Influindo a distribuição do encargo probatório decisivamente na conduta processual das partes, devem elas possuir a exata ciência do ônus atribuído a cada uma delas para que possam, com vigor e intensidade, produzir oportunamente as provas que entenderem necessárias.


Do contrário, permitida a distribuição, ou a inversão, do ônus probatório na sentença e inexistindo, com isto, a necessária certeza processual, haverá o risco do julgamento ser proferido sob uma deficiente e desinteressada instrução probatória, na qual ambas as partes tenham atuado com base na confiança de que sobre elas não recairá o encargo da prova de determinado fato.


De outro lado, o argumento de que a simples previsão legal da inversão ope judicis já seria suficiente para alertar as partes acerca da possibilidade da sua utilização pelo juiz quando da prolação da sentença desconsidera a distinção inicialmente referida, entre inversão ope judicis e ope legis.


Expressão dessa tendência de se conferir cada vez mais relevo ao aspecto subjetivo do ônus da prova é o Projeto de Código de Processo Civil, elaborado pela Comissão presidida pelo eminente Min. Luiz Fux (Projeto 166, de 2010, em tramitação no Senado Federal), cujo enunciado normativo do art. 262, §1º, dispõe que «a dinamização do ônus da prova será sempre seguida de oportunidade para que a parte onerada possa desempenhar adequadamente seu encargo».


Assim, a inversão ope judicis do ônus da prova deve ocorrer preferencialmente no despacho saneador, ocasião em que o juiz «decidirá as questões processuais pendentes e determinará as provas a serem produzidas, designando audiência de instrução e julgamento». (art. 331, §§ 2º e 3º, do CPC).


Desse modo, confere-se maior certeza às partes acerca dos seus encargos processuais, evitando-se a insegurança.

OBJETIVO 1: Repita fielmente as linhas dos registros, da linha que contém "Trace the outline of every instance of the small" até a linha que contém "[[[31,89],[36,89],[38,87],[38,85],[36,83],[33,83],[31,86]]]", incluindo ambas.
O texto e os registros vêm de fontes diferentes.

REGISTROS APRESENTADOS:
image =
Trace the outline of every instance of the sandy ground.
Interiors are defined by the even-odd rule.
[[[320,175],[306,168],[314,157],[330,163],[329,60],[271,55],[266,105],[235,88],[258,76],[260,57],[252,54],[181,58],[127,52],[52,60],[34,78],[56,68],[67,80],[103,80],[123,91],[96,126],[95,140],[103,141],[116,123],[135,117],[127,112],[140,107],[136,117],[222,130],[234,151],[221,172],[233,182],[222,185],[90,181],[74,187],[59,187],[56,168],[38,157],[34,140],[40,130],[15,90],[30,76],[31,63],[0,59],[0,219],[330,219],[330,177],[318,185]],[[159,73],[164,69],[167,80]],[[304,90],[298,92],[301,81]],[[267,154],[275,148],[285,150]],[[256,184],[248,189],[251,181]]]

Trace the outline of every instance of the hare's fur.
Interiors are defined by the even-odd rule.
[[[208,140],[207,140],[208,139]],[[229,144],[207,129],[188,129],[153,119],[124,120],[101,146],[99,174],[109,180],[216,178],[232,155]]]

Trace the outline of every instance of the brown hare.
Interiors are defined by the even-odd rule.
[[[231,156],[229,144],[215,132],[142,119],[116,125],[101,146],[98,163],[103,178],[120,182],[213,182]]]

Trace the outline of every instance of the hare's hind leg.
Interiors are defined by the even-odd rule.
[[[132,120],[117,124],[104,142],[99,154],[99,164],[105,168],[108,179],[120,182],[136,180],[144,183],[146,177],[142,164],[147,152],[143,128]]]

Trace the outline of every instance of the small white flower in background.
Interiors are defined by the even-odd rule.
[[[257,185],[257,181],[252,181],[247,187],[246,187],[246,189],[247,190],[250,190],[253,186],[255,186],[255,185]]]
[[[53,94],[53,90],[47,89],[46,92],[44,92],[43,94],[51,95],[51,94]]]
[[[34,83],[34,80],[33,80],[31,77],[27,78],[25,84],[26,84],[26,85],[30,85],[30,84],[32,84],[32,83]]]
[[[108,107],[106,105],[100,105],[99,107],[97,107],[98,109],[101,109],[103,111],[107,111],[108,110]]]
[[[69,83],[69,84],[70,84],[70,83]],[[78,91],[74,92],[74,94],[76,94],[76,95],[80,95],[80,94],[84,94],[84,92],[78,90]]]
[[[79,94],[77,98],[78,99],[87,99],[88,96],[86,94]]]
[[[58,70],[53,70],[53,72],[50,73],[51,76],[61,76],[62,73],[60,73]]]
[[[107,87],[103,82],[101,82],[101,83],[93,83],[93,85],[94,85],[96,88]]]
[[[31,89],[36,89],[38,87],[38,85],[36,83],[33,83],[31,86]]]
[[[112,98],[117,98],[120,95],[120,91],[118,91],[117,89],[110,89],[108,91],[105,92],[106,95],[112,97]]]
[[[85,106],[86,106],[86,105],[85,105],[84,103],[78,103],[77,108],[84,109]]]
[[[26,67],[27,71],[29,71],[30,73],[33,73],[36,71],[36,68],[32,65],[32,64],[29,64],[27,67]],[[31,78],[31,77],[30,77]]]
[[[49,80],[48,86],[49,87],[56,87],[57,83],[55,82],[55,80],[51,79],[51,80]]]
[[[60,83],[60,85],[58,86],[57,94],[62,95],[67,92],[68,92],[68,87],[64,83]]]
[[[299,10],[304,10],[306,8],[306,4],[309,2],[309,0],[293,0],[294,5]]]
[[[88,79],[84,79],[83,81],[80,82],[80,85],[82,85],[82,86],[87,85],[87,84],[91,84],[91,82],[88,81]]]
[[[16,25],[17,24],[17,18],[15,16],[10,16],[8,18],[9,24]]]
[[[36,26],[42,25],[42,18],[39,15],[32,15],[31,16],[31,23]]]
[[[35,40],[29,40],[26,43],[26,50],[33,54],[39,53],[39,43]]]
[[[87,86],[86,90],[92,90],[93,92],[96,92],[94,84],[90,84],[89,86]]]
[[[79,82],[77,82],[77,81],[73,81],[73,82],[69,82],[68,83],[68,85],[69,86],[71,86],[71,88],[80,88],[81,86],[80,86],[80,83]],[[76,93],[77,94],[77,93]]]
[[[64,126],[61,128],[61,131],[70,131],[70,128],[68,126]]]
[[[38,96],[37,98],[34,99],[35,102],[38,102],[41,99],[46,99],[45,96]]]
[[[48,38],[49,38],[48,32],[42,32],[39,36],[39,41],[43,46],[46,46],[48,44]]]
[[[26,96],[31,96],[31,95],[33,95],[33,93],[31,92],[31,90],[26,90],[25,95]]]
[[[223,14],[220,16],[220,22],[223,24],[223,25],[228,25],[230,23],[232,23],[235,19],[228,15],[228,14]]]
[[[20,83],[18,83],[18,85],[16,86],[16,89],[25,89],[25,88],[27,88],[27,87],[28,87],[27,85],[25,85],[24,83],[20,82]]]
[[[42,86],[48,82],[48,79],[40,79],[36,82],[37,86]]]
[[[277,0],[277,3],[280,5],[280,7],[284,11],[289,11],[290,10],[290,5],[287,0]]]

OBJETIVO 2: Liste, na ordem em que aparecem, todos os números escritos em algarismos no texto sobre o ônus da prova.

RESPOSTA COMPLETA 1:
Trace the outline of every instance of the small white flower in background.
Interiors are defined by the even-odd rule.
[[[257,185],[257,181],[252,181],[247,187],[246,187],[246,189],[247,190],[250,190],[253,186],[255,186],[255,185]]]
[[[53,94],[53,90],[47,89],[46,92],[44,92],[43,94],[51,95],[51,94]]]
[[[34,83],[34,80],[33,80],[31,77],[27,78],[25,84],[26,84],[26,85],[30,85],[30,84],[32,84],[32,83]]]
[[[108,107],[106,105],[100,105],[99,107],[97,107],[98,109],[101,109],[103,111],[107,111],[108,110]]]
[[[69,83],[69,84],[70,84],[70,83]],[[78,91],[74,92],[74,94],[76,94],[76,95],[80,95],[80,94],[84,94],[84,92],[78,90]]]
[[[79,94],[77,98],[78,99],[87,99],[88,96],[86,94]]]
[[[58,70],[53,70],[53,72],[50,73],[51,76],[61,76],[62,73],[60,73]]]
[[[107,87],[103,82],[101,82],[101,83],[93,83],[93,85],[94,85],[96,88]]]
[[[31,89],[36,89],[38,87],[38,85],[36,83],[33,83],[31,86]]]

RESPOSTA COMPLETA 2:
166
2010
262
1º
331
2º
3º